● **WHAT YOU NEED TO DO**:
Lines with the word "flag" are the ones wanted. Copy each of them from the entries below.

[Photo-based referring expression data]
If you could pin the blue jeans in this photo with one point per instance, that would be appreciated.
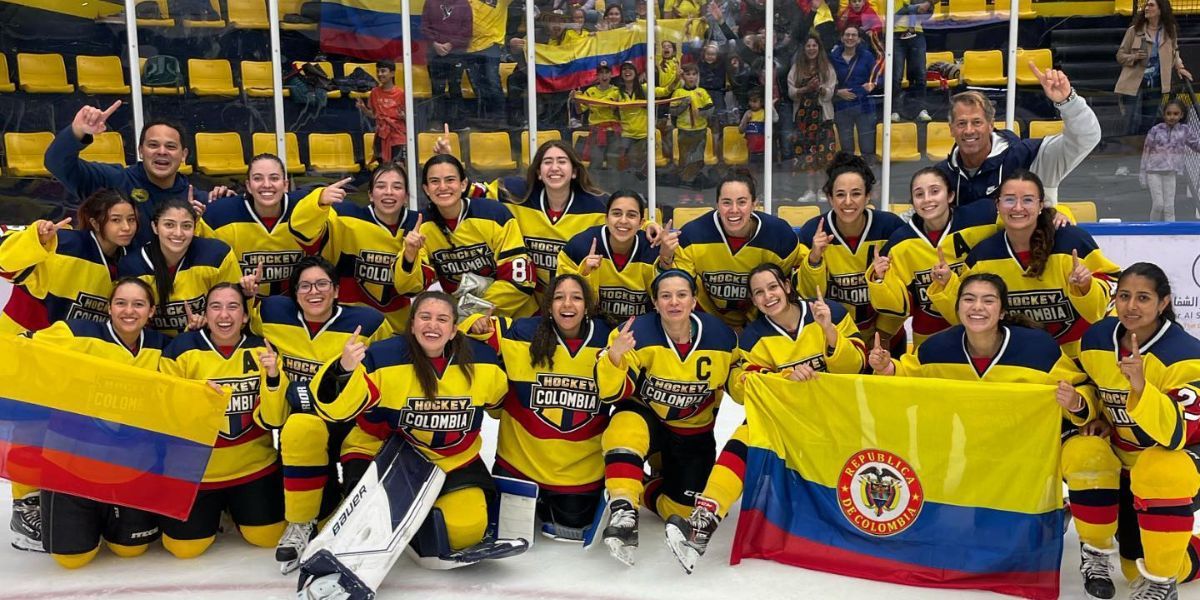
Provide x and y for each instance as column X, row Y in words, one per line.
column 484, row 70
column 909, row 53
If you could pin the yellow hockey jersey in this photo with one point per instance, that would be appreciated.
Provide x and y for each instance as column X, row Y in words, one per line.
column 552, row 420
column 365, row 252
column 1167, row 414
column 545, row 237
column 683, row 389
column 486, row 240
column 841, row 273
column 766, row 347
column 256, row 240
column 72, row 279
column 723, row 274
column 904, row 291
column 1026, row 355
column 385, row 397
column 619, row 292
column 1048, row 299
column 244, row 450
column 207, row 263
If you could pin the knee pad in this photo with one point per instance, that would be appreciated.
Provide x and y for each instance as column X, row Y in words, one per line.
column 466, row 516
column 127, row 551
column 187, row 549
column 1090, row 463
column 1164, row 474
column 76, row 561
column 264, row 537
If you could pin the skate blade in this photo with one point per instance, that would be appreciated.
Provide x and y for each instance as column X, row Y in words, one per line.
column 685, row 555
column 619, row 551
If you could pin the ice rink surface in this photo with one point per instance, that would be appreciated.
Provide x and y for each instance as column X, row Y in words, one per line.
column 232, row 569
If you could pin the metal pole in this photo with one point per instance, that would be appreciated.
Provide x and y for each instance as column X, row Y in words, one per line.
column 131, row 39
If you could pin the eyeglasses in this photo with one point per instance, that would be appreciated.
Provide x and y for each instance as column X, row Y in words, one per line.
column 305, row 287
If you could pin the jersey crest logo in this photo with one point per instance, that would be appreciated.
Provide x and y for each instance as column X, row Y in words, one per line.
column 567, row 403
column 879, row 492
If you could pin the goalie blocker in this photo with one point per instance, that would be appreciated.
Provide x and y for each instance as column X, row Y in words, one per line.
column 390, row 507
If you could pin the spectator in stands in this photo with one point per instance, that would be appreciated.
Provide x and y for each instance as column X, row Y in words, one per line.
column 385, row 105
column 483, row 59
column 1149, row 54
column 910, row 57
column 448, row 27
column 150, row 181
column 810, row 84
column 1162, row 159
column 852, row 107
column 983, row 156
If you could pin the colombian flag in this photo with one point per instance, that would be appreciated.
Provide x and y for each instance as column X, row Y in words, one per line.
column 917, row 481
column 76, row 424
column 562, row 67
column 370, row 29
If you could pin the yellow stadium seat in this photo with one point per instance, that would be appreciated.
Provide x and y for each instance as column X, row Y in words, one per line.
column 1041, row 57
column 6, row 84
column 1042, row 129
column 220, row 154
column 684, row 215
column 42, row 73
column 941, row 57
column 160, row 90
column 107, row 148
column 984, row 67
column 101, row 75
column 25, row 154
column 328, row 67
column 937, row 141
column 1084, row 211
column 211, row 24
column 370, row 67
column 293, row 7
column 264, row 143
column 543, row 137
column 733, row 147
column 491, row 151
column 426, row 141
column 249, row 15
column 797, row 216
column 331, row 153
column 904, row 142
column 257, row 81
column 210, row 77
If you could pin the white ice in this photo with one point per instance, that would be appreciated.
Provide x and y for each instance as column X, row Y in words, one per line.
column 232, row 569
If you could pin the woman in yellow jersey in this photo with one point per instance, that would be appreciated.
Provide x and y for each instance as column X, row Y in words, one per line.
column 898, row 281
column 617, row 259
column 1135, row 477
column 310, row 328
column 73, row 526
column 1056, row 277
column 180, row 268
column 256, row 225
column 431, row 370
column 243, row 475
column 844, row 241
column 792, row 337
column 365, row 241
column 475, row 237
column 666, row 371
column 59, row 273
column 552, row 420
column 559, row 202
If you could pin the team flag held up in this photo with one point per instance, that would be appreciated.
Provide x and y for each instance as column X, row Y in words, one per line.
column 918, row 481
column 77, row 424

● **RESULT OF THIS EXERCISE**:
If you could pin the colombian flag in this photo with one point per instance, that would be appreciated.
If you could pin the team flag held up in this photo with one point per instance, that would be appreciated.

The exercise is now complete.